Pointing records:
☆ ☆ ☆ ☆ ☆ ☆ ☆
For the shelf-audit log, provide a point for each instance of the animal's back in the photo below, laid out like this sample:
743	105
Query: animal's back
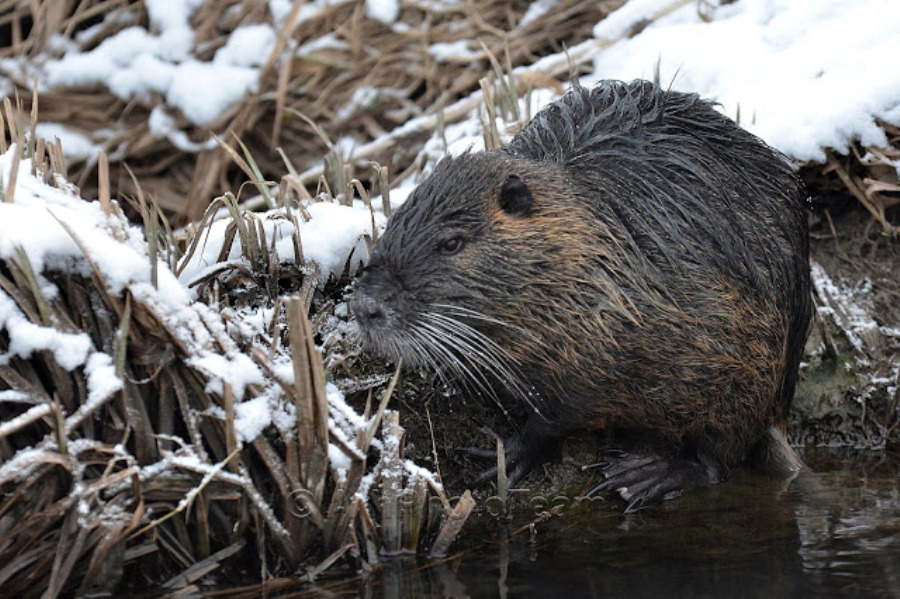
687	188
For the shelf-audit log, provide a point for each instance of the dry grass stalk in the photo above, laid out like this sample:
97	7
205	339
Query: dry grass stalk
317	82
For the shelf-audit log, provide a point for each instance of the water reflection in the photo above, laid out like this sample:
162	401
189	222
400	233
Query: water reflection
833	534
☆ ☆ ☆ ☆ ☆ ☆ ☆
◆ **Problem statement**:
Nothing outside the span should appear: transcribe the lines from the one containing "the dry grass" through the last line of the records.

◆ **Reply to the task**:
For the shelf-audit log, provide a point for each instance of the dry grass stalk in the photo above, laid out like this sample:
97	7
205	339
Query: dry grass stalk
317	82
For the shelf-audit log, provide a point for each instance of the water reflection in the photo above, laid out like this sample:
162	401
189	222
400	233
Query: water reflection
833	534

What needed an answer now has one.